[Extracted material]
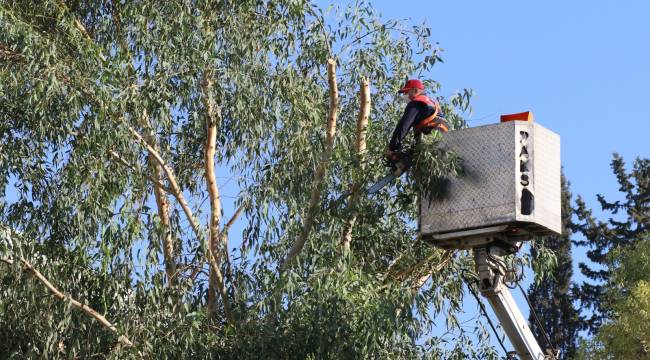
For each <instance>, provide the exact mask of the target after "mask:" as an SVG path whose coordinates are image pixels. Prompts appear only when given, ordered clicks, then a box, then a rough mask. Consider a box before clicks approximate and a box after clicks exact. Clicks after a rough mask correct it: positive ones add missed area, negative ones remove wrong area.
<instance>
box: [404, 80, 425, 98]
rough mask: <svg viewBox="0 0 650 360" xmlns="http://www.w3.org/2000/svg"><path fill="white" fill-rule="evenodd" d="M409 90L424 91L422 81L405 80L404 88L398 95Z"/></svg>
mask: <svg viewBox="0 0 650 360" xmlns="http://www.w3.org/2000/svg"><path fill="white" fill-rule="evenodd" d="M411 89H420V90H424V84H422V81H420V80H418V79H412V80H406V84H404V87H402V88H401V89H399V91H398V93H400V94H402V93H405V92H407V91H409V90H411Z"/></svg>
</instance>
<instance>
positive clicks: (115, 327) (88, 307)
mask: <svg viewBox="0 0 650 360" xmlns="http://www.w3.org/2000/svg"><path fill="white" fill-rule="evenodd" d="M0 261H2V262H4V263H7V264H9V265H12V264H13V263H14V261H13V260H12V259H10V258H3V259H0ZM20 263H21V264H22V267H23V270H24V271H25V272H28V273H30V274H31V275H32V276H33V277H35V278H36V279H38V280H39V281H40V282H41V283H43V285H45V287H46V288H47V289H48V290H49V291H50V292H51V293H52V294H54V296H55V297H56V298H58V299H59V300H66V299H67V300H68V301H70V304H71V305H72V306H74V307H76V308H77V309H79V310H81V311H83V312H84V313H86V315H88V316H90V317H92V318H93V319H95V320H97V322H99V323H100V324H101V325H102V326H104V327H105V328H107V329H108V330H110V331H111V332H113V333H115V334H117V335H118V339H117V340H118V341H119V342H120V343H122V344H124V345H126V346H129V347H130V346H133V342H132V341H131V340H129V338H128V337H126V335H120V333H119V331H118V330H117V328H116V327H115V325H113V324H112V323H111V322H110V321H108V320H107V319H106V317H104V315H102V314H100V313H98V312H97V311H95V309H93V308H91V307H90V306H88V305H86V304H84V303H81V302H79V301H77V300H75V299H73V298H72V297H71V296H69V295H66V294H64V293H62V292H61V291H59V289H57V288H56V287H55V286H54V285H52V283H51V282H50V281H49V280H48V279H47V278H46V277H45V276H43V274H41V272H40V271H38V270H36V269H35V268H34V267H33V266H32V264H30V263H29V261H27V260H25V259H23V258H20Z"/></svg>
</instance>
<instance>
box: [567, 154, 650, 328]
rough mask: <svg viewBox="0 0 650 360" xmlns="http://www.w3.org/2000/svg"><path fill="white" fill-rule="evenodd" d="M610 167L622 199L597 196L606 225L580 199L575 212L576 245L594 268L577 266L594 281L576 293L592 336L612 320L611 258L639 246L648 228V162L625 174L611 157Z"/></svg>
mask: <svg viewBox="0 0 650 360" xmlns="http://www.w3.org/2000/svg"><path fill="white" fill-rule="evenodd" d="M611 167H612V170H613V172H614V175H616V178H617V180H618V184H619V191H620V192H621V194H622V195H623V197H624V198H623V200H622V201H621V200H617V201H614V202H610V201H607V200H606V199H605V198H604V197H603V196H602V195H598V202H599V203H600V205H601V207H602V209H603V211H607V212H609V213H611V215H612V217H610V218H609V220H608V221H607V222H602V221H598V220H597V219H595V218H594V216H593V215H592V211H591V210H589V209H588V208H587V207H586V205H585V203H584V201H582V199H581V198H579V197H578V199H577V200H576V203H577V207H576V209H575V210H574V211H575V214H576V215H577V217H578V220H579V222H578V223H577V224H576V229H577V230H578V231H580V232H581V233H582V234H583V235H584V237H585V240H583V241H576V243H577V244H579V245H582V246H586V247H589V248H590V249H589V250H588V251H587V257H588V258H589V260H590V261H591V262H592V263H593V264H595V265H596V267H595V268H594V267H589V266H588V265H586V264H584V263H580V270H581V272H582V273H583V274H584V275H585V276H586V277H587V278H588V279H590V280H591V281H593V282H584V283H583V284H582V285H581V286H580V291H579V293H578V296H579V298H580V301H581V302H582V304H583V306H586V307H590V308H591V310H593V311H592V314H591V316H590V317H589V318H587V323H586V324H587V326H588V329H589V331H590V332H591V333H595V332H596V331H597V330H598V328H599V327H600V326H601V325H602V324H603V322H604V321H605V320H606V319H608V318H610V316H611V311H610V310H609V305H607V300H606V291H605V289H606V287H607V286H608V285H609V283H610V282H611V272H612V270H613V269H616V265H615V264H613V263H612V260H613V259H614V257H612V254H613V253H614V252H616V251H618V250H619V249H625V248H627V247H630V246H634V245H635V244H637V243H639V242H640V241H641V240H642V239H643V238H644V236H646V234H647V233H648V231H649V230H648V229H649V226H650V203H649V202H648V193H649V192H650V160H649V159H640V158H637V159H636V160H635V161H634V165H633V167H632V169H631V171H630V172H628V171H627V170H626V169H625V162H624V161H623V159H622V158H621V157H620V156H619V155H618V154H614V159H613V160H612V163H611ZM594 282H595V283H594Z"/></svg>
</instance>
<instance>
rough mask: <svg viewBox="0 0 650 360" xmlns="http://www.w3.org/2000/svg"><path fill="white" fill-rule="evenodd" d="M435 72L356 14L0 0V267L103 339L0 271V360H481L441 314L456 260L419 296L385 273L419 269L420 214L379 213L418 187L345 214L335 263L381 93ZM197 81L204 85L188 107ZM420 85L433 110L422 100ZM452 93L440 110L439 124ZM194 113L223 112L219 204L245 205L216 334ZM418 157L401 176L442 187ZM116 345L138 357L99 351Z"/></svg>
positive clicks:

◆ Task ◆
Please filter the material above and copy out each line that contains the string "positive".

◆ Response for this exercise ◆
For each <instance>, provide the exact mask of the target after "mask:" as an SVG path whose coordinates are image pixels. Prompts appear only when given, ordered clicks, then a box, then a rough mask. Consider a box before clicks approximate and a box after clicks exact. Clicks after a rough mask correct it: positive ones add missed area, negative ones remove wrong area.
positive clicks: (115, 327) (88, 307)
positive clicks:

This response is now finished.